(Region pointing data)
*** Begin section ***

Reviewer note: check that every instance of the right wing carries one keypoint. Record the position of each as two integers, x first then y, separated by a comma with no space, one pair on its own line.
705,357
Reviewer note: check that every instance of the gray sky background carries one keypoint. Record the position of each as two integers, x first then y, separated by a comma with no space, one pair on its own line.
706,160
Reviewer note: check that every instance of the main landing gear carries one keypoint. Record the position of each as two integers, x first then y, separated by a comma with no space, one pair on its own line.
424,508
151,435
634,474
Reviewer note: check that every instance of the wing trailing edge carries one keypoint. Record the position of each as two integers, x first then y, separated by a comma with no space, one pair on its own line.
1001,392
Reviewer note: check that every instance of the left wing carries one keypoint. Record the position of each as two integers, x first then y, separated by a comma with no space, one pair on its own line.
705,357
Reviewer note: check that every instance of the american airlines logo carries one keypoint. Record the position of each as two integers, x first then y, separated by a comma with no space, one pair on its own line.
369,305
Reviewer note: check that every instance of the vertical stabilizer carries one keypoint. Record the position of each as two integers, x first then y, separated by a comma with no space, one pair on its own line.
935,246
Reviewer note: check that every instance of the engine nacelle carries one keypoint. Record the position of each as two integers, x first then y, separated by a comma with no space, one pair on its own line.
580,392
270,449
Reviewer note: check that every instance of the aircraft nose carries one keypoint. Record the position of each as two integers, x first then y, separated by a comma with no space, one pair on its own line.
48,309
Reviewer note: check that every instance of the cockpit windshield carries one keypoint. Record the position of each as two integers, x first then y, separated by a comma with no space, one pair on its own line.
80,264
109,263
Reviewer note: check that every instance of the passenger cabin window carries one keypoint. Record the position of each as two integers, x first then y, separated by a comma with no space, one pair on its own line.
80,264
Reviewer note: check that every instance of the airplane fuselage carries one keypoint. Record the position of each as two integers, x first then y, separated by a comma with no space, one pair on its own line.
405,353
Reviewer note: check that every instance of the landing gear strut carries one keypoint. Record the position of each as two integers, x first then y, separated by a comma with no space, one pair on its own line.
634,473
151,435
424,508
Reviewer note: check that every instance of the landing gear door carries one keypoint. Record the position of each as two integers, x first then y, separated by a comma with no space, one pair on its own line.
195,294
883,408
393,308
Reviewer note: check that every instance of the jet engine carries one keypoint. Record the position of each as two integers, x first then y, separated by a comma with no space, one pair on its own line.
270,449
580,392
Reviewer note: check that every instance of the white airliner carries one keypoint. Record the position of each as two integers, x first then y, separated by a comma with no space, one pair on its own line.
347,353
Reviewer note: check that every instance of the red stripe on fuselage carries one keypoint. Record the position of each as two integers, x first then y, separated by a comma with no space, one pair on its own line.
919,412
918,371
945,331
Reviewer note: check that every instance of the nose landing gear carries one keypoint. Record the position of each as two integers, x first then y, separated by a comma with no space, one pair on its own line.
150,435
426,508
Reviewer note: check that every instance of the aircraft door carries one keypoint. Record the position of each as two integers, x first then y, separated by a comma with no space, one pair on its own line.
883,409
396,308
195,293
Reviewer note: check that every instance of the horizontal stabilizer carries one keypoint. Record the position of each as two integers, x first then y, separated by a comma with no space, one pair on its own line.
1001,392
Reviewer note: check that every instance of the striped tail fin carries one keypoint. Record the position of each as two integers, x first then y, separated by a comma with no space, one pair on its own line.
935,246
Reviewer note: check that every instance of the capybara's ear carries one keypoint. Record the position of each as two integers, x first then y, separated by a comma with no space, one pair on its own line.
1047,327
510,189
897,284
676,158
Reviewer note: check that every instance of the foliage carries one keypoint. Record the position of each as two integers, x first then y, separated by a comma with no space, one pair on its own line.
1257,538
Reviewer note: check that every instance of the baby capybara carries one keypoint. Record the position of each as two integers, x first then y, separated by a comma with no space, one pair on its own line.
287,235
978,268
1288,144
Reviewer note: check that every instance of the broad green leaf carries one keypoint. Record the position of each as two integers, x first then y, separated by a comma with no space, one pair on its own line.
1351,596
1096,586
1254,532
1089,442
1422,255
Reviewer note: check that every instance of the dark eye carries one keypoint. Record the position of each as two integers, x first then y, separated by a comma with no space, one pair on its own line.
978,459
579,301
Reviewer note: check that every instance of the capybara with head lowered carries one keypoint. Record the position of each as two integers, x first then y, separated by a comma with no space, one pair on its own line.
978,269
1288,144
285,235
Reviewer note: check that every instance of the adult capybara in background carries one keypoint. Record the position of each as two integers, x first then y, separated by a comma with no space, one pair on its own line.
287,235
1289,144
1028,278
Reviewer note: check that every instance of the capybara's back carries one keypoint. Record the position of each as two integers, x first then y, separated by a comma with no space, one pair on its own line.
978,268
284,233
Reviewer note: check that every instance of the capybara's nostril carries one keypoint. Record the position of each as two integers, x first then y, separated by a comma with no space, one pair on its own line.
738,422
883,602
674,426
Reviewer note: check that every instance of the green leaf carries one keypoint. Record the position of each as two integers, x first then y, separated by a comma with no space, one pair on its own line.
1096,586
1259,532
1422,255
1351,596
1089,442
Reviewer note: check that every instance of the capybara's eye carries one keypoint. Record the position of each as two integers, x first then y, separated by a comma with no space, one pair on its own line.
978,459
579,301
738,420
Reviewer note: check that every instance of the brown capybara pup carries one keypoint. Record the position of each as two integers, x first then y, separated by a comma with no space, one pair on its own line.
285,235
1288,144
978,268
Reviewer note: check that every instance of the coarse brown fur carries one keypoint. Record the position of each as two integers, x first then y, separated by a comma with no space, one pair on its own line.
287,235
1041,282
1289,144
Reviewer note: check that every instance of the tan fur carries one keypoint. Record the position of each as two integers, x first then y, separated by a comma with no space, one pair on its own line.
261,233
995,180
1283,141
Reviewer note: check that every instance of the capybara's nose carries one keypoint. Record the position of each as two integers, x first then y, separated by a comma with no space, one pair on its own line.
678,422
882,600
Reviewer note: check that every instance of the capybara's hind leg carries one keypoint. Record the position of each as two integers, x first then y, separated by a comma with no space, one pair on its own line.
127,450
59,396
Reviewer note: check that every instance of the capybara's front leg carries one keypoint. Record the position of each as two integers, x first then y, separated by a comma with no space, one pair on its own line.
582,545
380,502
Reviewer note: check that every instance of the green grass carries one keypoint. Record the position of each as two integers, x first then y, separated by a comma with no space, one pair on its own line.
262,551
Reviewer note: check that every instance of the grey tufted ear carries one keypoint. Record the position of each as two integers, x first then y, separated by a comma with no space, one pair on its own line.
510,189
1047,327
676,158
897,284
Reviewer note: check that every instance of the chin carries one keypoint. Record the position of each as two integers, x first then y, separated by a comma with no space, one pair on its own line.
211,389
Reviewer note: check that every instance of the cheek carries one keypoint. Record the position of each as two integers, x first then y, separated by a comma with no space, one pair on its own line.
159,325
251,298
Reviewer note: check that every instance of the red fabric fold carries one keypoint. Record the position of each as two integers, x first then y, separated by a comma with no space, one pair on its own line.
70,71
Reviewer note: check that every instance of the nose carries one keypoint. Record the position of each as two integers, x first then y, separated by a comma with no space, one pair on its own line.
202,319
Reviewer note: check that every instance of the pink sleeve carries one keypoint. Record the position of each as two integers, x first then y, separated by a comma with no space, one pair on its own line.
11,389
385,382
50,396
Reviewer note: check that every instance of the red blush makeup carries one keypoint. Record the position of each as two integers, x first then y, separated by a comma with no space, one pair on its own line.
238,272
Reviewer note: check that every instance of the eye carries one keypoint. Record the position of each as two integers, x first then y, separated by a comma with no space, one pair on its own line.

*** End section ***

WORK TO BE COMPLETED: The answer must be an exact reproduction of all the records.

SOLUTION FOR THIS TASK:
Reviewer note: check that every instance of the right wing carries one keypoint. Record the position of each as two integers, x first then y, separated by a comma with no space, one pair on its own line.
705,357
Reviewer note: check that every instance of the gray sky background carries one keypoint. Record the position of each as two integers, x first then y, separated by a comma with no space, one pair on its own line.
706,160
Reviewer note: check that every instance of the main landing gear carries one keypoint. Record the position of each as two integers, x first then y, separated by a comma with no space, one pair on its own line.
424,508
151,435
634,474
Reviewer note: check that every instance of the wing trailing edge carries one keypoint. Record the position of each as two integers, x first then y, separated by a comma with no space, one pair on its own line.
1001,392
Reviewer note: check that every instance of the left wing carries one keypoint. Record the position of each as two integers, x first then y, separated by a comma with no space, one pair on its own line.
705,357
Reviewer note: check that every instance of the american airlines logo carries one keypoint. Record the position of each as two integers, x first then y, separated by a comma with no space, one pair on its own line.
369,305
Reviewer note: check that every instance of the vertical stabilizer carries one keypoint. Record the position of each as two integers, x first then y, separated by a comma with no space, one pair on its own line.
935,246
Reviewer note: check that every instance of the engine nacelle carries one keypoint. Record the position of each as two integers, x first then y, separated by a comma with no space, one pair on its own line.
580,392
270,449
Reviewer note: check that every instance of the aircraft nose carries one keypoint. Record the position of each as two integers, x first then y, separated by a comma with no space, one pair on its own line.
48,309
Reviewer note: check that every instance of the cockpit windshield carries one keypoint. Record the position of each as two integers, x first then y, separated by a comma with no space, one pair on its own line.
80,264
109,263
Reviewer note: check that every instance of the passenger cabin window carries one keypoint. Record the position of each as two integers, x first then y, separated by a comma with no space, one pair on its own line.
80,264
Reviewer note: check that every instance of the airplane fuselage carries one keypoint. Record the position of each as two integers, x first then y, separated by a comma with no space, one pair on its own line.
405,353
Reviewer note: check that every instance of the landing gear strut carries one keypoint. Record the position of each as two integers, x first then y, separated by a comma with no space, one pair on its own line.
634,473
151,435
424,508
Reviewer note: check that every instance of the landing gear door carries one keypoint. Record the position of each as two integers, x first then y, separated by a comma with no space, one pair on its own line.
195,294
883,408
393,308
Reviewer note: check that every instance of the jet engine carries one keypoint. Record the position of each as two integers, x first then y, separated by a comma with no space, one pair on its own line.
270,449
580,392
Reviewer note: check that every instance of the white airliner carries one keypoint. Record the position of each as two integers, x first then y, separated by a comma with no space, one pair on its own line.
347,353
Reviewer note: check that every instance of the red stripe on fuselage carries one keypoint. Record the position of each as two integers, x first then y, separated by a comma with no space, one pair on its own line.
919,412
918,371
945,331
Reviewer note: check that every instance of the nose landing gear carries one keypoint. Record the position of each as two integers, x first then y, separated by a comma with no space, one pair on its own line.
150,435
426,508
Reviewer note: check that every instance of the aircraft door carries one keypoint. Record the position of each as two integers, x first then y, separated by a comma with no space, one pair on its own line.
883,409
396,308
195,293
Reviewer note: check that every instance of the horizontal stabilizer carries one keypoint. Record the position of each as two integers, x first then y, separated by a comma with no space, one pair on its own line.
1001,392
Reviewer note: check that every instance of the striped tail fin carries one keypoint. Record the position of each as two integers, x first then y, separated by a comma with no space, one pair on its own line.
935,246
Reviewer note: check that every instance of the capybara's ear carries one keypoint. Record the position of each as two integers, x first then y, separated by a comma with no space, one pair on its own line.
1047,327
510,189
897,284
676,158
Reviewer note: check that every instance of the foliage carries one keypoint. Record the position of each as two integers, x first then y, separated by a comma with no space, one pair on its own line.
1257,538
Reviewer note: check that every instance of the baby capybara carries one keypoint. Record the position of each as two integers, x first then y, separated by a comma with no space, one pair on its own line.
287,235
978,268
1288,144
Reviewer note: check that every instance of the broad green leaf carries one keypoint. Record the position of each as two integers, x first then y, separated by a comma with no space, one pair on its own line.
1351,596
1096,586
1254,532
1089,442
1422,255
Reviewer note: check that every instance of the dark eye carries one keypoint. Record the position of each as two integers, x first then y, separated by a comma with no space, one pair on its own line.
978,459
579,301
Reviewer note: check that every instance of the capybara with head lowered carries one keypoint. Record the position of each as two integers, x first then y, separated by a comma with no space, one pair on its own line.
978,269
1288,144
285,235
Reviewer note: check that every instance of the adult capybara in background carries one keypoint. Record the position of each as two integers, x first then y, separated by a comma with no space, one pair on its own line.
287,235
1289,144
1028,278
Reviewer note: check that every instance of the capybara's back carries one keypoint. Record the position of each as two integers, x first then y, separated by a comma with no space, one pair on its own line.
978,268
284,233
Reviewer note: check that every instance of the capybara's nostril carries one keypoint. Record the position of each as two integers, x first then y, separated by a comma with no space, one pair on its own line.
738,422
883,602
674,426
Reviewer note: check that every instance of the green leaf carries one keypoint. Record the position of each as two integers, x first then y, separated by a comma with no space, one pair on its own line.
1096,586
1259,532
1422,255
1351,596
1089,442
Reviewer note: check that every instance of the capybara's eye carries one keypoint. Record the position of each as two integers, x first then y, separated by a comma with no space, one pair on its own line.
978,459
579,301
738,420
Reviewer note: check that every instance of the brown capybara pup carries one keypoint. Record the position of each as two integers, x first then y, separated by a comma with no space, one pair on its own line.
285,235
1288,144
978,268
Reviewer note: check that every instance of the coarse brown fur carries one keypoint. Record the position of each as two integers, x first then y, separated by a comma with no space, one pair on its own line.
287,235
1041,282
1289,144
Reviewer note: check that every instance of the tan fur carries one keypoint. Record the position of each as two integers, x first then y, separated by a comma with no space, one pair on its own line.
261,233
995,180
1283,141
Reviewer note: check that every instance of the capybara's nose carries one keypoint. Record the position of each as two integers, x first then y, separated by a comma with no space, one pair on its own line.
678,422
882,600
Reviewer note: check that every instance of the capybara's hind leg carries one keypoint. Record the position of each as two integers, x first then y, separated by a comma with no space, one pair on its own line.
127,450
59,396
Reviewer note: check that every instance of the capybara's front leg carries one keypoint. Record the position of each as two integers, x first then y, separated by a comma with no space, one pair on its own line.
582,545
380,502
Reviewer note: check that every instance of the green grass carries one keypoint. Record the position of each as two integers, x first then y, separated by a comma with no space, one pair on its own line.
262,551
Reviewer note: check that every instance of the grey tufted ear carries one keypoint. Record the position of each as two integers, x first then y, separated by a comma with no space, one pair on its own line.
510,189
1047,327
676,158
897,284
Reviewer note: check that every instance of the chin carries one keypoint. Record the position of each as two integers, x first then y, separated by a comma with no space, one pair on its own line.
211,389
Reviewer note: check that every instance of the cheek carries one keypoint. Record the position of each as two integers, x first then y, separated by a comma with no space, one pair on its own line.
159,325
251,298
Reviewer note: check that every instance of the red fabric fold carries one keypoint. Record the position of each as two integers, x first then y, separated by a comma with no space, one pair on its own line.
70,71
Reviewer note: check that every instance of the nose carries one keypoint. Record the position of each as two integers, x first then y, separated by a comma with no space, one pair on its own line.
202,319
Reviewer note: check that every instance of the pink sleeve carries one keypoint. Record the position of each as two integers, x first then y, separated by a comma with no space, one pair on its own line.
11,389
385,382
50,396
Reviewer note: check that every instance of the red blush makeup carries one keypoint. Record the position of each as two integers, x first then y, separated by a comma with no space, one pair on its own line.
238,272
Reviewer note: check that every instance of the eye carries one keypoint. Record the position of each as two integers, x first then y, separated by a comma with no space, one pair on its own line.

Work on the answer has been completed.